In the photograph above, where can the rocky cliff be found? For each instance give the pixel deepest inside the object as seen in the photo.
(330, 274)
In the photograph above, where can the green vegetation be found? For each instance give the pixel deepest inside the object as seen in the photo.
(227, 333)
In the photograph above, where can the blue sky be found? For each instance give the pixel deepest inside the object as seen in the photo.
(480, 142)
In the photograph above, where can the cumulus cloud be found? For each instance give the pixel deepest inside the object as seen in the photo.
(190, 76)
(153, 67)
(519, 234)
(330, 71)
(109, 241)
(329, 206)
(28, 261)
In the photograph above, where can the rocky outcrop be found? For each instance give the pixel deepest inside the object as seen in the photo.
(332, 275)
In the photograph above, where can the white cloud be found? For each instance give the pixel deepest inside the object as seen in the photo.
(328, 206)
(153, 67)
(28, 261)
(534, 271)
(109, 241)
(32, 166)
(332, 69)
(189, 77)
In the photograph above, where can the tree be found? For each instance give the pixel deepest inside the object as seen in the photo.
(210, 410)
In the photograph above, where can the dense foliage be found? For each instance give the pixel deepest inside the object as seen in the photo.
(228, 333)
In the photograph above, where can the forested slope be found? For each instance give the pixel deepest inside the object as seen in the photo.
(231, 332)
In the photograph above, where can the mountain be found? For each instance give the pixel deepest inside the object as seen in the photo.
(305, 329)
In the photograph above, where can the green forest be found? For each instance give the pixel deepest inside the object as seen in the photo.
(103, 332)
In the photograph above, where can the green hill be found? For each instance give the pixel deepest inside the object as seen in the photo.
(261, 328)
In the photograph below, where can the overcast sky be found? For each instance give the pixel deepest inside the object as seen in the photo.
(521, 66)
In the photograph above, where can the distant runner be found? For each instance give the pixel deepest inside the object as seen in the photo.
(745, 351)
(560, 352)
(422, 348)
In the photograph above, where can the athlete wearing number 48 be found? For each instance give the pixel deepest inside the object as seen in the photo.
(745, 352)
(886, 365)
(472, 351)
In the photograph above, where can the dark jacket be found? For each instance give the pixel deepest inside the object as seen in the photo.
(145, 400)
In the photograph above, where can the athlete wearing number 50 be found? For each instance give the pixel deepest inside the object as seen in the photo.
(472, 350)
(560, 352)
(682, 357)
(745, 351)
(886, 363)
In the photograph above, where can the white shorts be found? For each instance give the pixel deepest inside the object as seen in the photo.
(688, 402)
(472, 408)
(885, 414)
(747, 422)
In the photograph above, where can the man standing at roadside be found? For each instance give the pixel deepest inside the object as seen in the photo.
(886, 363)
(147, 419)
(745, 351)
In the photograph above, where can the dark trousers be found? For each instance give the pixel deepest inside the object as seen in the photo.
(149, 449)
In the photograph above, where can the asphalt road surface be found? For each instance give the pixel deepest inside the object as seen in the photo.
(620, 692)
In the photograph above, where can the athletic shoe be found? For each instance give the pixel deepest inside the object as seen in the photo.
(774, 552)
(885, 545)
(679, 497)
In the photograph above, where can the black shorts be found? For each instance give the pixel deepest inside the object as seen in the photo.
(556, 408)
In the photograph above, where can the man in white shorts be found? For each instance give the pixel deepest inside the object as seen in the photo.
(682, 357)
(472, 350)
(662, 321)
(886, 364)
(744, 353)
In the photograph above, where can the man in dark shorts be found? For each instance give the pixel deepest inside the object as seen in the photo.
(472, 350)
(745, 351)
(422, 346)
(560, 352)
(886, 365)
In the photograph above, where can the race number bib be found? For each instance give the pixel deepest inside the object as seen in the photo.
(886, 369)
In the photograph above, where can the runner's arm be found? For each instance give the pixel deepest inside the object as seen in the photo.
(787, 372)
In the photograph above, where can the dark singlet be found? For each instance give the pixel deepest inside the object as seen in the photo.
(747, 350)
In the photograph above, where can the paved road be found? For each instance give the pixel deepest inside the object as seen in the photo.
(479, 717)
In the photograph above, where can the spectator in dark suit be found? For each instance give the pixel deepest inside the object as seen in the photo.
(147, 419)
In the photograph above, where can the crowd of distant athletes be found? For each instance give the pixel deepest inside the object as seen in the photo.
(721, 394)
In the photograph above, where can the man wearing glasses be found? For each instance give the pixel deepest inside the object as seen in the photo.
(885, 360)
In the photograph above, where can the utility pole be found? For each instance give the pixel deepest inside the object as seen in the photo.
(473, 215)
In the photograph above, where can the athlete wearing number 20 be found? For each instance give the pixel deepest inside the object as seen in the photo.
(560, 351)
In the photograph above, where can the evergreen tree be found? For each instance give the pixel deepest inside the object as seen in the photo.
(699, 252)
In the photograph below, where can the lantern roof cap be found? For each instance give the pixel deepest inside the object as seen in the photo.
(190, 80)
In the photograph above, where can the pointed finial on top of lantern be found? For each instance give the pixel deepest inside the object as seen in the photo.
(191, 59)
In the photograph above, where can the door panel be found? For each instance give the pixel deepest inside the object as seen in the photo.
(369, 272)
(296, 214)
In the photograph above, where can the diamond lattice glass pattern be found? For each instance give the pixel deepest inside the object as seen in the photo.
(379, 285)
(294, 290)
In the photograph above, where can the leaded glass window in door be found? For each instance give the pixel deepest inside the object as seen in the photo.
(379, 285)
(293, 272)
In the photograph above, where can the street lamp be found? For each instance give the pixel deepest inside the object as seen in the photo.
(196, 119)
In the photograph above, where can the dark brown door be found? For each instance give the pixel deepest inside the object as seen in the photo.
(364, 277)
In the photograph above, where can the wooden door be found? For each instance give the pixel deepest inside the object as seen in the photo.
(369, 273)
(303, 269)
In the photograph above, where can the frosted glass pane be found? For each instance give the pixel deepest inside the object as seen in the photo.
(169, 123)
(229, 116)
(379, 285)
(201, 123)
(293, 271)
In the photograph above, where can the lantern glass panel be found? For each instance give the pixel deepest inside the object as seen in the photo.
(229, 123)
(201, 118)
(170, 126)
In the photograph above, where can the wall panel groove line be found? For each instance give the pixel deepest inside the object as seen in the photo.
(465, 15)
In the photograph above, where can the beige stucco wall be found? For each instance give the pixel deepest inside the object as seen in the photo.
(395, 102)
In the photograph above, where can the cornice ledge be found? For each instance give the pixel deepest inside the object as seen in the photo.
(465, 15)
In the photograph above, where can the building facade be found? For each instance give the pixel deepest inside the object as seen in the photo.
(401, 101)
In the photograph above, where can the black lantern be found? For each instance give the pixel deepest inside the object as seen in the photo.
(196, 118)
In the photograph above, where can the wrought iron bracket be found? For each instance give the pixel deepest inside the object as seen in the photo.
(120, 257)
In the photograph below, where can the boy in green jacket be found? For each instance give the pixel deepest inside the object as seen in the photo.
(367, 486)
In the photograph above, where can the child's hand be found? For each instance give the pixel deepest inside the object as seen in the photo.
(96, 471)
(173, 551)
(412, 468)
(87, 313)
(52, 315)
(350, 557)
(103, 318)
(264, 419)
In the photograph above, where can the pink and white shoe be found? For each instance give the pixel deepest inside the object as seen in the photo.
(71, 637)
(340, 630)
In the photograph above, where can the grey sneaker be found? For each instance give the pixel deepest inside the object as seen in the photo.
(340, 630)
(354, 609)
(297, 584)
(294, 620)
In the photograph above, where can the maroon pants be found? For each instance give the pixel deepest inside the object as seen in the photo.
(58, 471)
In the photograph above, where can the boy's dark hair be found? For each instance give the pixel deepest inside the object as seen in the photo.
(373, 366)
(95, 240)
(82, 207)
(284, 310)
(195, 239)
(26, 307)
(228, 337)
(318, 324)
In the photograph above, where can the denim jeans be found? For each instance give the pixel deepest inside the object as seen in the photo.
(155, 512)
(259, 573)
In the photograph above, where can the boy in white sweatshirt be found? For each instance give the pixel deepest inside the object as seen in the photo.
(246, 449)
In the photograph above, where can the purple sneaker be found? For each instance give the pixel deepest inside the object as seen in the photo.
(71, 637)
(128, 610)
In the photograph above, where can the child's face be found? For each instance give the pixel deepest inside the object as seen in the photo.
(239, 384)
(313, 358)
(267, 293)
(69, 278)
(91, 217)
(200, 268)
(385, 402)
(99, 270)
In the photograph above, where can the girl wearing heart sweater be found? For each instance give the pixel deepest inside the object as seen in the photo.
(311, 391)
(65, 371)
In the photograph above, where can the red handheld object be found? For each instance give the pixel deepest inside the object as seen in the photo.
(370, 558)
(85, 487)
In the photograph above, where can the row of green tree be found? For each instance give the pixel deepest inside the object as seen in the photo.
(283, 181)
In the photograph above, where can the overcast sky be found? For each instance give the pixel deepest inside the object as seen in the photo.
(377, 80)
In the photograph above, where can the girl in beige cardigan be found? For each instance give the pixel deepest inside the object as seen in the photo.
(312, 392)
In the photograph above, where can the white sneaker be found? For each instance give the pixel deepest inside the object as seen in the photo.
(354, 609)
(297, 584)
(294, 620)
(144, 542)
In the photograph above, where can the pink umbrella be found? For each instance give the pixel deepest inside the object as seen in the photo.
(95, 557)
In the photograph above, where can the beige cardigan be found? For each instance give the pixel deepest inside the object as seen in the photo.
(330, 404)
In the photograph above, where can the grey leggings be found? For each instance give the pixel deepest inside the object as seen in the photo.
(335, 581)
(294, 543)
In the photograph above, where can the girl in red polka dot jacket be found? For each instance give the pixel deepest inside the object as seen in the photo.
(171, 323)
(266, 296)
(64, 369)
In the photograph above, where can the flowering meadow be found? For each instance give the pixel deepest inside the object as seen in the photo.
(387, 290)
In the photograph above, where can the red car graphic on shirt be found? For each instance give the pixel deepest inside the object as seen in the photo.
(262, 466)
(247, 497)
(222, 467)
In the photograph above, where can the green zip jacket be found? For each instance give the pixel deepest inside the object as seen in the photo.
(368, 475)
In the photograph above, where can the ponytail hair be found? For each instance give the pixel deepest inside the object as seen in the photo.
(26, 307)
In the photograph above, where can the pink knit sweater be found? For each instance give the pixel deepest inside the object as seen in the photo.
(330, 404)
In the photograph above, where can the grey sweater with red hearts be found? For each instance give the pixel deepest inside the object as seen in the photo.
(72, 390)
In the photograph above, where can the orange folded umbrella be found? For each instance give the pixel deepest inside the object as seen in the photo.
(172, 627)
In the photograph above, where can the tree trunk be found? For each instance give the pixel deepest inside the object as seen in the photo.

━━━━━━━━━━━━━━━━━━━━

Output exactly the lines from the one containing "In the photograph above, where can the girl in red" through the last line of the entries, both ends included.

_ANSWER FOR THIS EXERCISE:_
In the photograph above, where can the girl in red polka dot jacket be found? For each instance give the pixel deepest inside the object as seen in the photo.
(171, 323)
(266, 296)
(64, 369)
In the photograph above, where can the flowering meadow be found? For each instance give the pixel deepest inside the object as seen in the photo.
(387, 290)
In the photograph above, where can the red car graphic on shirt be found? For each instance give the pixel deepest inside the object as seen in the photo.
(262, 466)
(247, 497)
(222, 467)
In the photograph above, where can the green zip jacket be found? For each instance give the pixel deepest inside the object as seen in the photo.
(368, 475)
In the photograph above, where can the ponytail hair be found? For each instance give the pixel deepest inside the object as seen in the photo.
(26, 307)
In the photograph above, where can the pink knit sweater be found? For each instance give the pixel deepest inside the object as seen in the photo.
(330, 404)
In the photograph above, where can the grey sweater with red hearts be found? For each instance give the pixel deepest inside the object as seen in the photo.
(72, 390)
In the photograph above, where can the orange folded umbrella be found? For each instance give the pixel deepest inside the object as seen in the photo.
(172, 627)
In the photograph above, where can the tree trunk be found? For each instance give the pixel deepest inside the object as seen in the photo.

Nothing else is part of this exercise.